─── Document passage ───

While the story of the compound is remembered as a collaboration between two famous men, there was a third collaborator who hardly ever gets mentioned: Maria Emilia Ferreira y Moyers, Motherwell’s first wife. Mexican by birth, Maria was dark and beautiful with jet-black hair and statuesque figure. She frequently posed for photographers like Erwin Blumenfeld, who used her as a model in a series of solarized photographs that show her face broken up into angular fragments. But she was also an artist and performer in her own right, and made many contributions to the layout of the Quonset house. Robert and Maria got divorced in 1949. Motherwell sold the East Hampton property to Barney Rosset in 1950 and moved to Provincetown. (He would remarry three more times.) Chareau died in 1950 and was buried in Most Holy Trinity Cemetery on Cedar Street, East Hampton. Maria moved to Monterey, California, and slipped into obscurity. Motherwell died in 1991.
UTOPIA LOST
Since Weekend Utopia was first published in 2001, more than two dozen of the projects featured in the book have been either demolished or remodeled beyond recognition, while the fate of several others remains precariously in the balance. It started in the summer of 1985, when the iconic Motherwell house was unceremoniously demolished to make way for an Adirondack-style “cottage.” Battle lines were drawn. While a concerted effort was made to save the house, the new owners went ahead and leveled it — and not just the house, but also the Motherwell studio as well as Pierre Chareau’s tiny concrete cabanon that sat near the back of the property. All three structures were bulldozed into oblivion and carted off to some ignominious landfill near Yaphank. Here was an experimental collaboration by two demigods of 20th-century modernism: Motherwell, one of the most important painters of the postwar period, and Chareau, designer of the legendary Maison de Verre, godfather of industrial chic. If a building of such exalted provenance could be lost, how was one expected to save a building of lesser import?

───

## Challenge A
Answer these questions using the passage about the Motherwell house, one line each:
(i) In what year did Robert and Maria get divorced?
(ii) In what year was Weekend Utopia first published?
(iii) Near what place is the landfill where the bulldozed structures were carted off?
The records below are unrelated to the text about the Motherwell house.

─── Material provided ───

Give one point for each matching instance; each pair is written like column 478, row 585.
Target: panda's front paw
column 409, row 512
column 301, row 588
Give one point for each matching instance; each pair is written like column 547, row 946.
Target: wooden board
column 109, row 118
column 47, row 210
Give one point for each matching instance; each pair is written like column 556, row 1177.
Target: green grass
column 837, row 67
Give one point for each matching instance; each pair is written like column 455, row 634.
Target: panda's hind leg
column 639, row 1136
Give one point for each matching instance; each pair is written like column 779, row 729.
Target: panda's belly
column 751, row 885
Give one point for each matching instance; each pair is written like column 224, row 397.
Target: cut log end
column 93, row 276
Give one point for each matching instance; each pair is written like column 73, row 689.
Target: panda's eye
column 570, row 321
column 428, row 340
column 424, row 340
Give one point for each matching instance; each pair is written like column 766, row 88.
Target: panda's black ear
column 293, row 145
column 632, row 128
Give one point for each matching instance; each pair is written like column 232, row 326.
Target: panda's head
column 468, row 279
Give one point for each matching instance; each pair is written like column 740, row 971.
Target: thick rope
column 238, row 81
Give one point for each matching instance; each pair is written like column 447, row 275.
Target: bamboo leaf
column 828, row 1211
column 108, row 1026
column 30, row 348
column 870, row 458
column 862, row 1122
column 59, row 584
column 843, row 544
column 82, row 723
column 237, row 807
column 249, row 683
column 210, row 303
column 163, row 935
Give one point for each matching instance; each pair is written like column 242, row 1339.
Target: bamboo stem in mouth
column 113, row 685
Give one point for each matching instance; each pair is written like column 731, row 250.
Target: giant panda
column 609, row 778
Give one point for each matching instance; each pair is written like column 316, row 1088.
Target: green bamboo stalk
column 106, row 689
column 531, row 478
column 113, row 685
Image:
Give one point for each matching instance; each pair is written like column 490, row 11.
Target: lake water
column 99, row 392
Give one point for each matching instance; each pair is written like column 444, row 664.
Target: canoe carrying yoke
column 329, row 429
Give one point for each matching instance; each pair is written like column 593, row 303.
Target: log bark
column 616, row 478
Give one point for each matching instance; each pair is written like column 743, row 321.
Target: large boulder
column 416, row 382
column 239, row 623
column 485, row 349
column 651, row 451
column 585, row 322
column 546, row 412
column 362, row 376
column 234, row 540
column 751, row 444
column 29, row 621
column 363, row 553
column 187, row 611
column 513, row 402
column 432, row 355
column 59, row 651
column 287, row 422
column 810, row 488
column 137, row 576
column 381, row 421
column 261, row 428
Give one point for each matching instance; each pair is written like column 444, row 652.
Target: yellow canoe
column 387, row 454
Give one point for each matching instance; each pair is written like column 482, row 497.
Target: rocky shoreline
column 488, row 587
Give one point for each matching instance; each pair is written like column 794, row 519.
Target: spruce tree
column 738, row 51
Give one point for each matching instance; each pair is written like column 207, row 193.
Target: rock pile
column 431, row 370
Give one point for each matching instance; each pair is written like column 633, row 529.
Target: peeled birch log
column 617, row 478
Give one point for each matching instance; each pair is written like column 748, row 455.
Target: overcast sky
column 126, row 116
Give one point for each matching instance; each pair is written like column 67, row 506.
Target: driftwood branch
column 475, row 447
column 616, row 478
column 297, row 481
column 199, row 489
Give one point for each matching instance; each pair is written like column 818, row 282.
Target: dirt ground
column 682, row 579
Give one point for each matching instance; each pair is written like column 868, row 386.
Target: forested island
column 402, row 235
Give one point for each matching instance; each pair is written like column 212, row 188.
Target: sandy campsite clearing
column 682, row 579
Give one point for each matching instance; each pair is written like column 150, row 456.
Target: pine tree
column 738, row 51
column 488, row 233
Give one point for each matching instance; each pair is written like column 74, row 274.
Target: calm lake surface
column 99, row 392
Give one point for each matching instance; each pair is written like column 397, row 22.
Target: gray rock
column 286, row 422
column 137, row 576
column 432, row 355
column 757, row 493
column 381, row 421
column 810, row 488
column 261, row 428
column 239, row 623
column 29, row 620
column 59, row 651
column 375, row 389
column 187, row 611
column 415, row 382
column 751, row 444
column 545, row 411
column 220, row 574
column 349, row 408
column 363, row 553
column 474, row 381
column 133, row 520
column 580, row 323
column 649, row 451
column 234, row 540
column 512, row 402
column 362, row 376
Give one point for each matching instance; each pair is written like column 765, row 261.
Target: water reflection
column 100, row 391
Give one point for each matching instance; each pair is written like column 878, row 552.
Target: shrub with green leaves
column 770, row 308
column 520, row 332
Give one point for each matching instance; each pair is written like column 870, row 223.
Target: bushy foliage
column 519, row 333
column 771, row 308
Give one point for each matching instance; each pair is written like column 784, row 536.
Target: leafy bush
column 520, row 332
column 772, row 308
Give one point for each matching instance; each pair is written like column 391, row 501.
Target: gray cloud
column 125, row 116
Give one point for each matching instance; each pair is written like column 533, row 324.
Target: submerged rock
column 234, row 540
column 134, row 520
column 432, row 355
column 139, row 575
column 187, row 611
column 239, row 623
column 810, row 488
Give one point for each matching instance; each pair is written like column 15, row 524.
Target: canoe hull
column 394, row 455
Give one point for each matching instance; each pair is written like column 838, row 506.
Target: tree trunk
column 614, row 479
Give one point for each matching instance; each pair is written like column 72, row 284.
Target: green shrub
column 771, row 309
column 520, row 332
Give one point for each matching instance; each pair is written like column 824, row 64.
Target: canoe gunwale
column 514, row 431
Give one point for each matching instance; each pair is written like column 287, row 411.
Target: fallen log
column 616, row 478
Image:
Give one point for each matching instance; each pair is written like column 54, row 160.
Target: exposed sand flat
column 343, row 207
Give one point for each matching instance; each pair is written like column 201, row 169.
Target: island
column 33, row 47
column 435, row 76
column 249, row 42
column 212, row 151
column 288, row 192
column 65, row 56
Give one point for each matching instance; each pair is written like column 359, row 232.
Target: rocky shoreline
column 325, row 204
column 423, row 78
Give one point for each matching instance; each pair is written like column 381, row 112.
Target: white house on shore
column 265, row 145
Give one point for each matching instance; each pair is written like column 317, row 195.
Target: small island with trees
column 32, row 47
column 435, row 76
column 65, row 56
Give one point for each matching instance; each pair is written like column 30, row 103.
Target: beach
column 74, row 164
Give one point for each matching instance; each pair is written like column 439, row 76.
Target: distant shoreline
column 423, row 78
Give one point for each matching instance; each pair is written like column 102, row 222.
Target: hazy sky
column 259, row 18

───

## Challenge B
Print the lines of the records exactly, starting at the line that contains "878, row 552." and continuing up to and including the line that contains "column 771, row 308".

## Task response A
(i) 1949
(ii) 2001
(iii) Yaphank

## Task response B
Give one point for each matching instance; each pair is written like column 878, row 552.
Target: shrub with green leaves
column 770, row 308
column 520, row 332
Give one point for each matching instance; each pair is written like column 870, row 223.
Target: bushy foliage
column 519, row 333
column 771, row 308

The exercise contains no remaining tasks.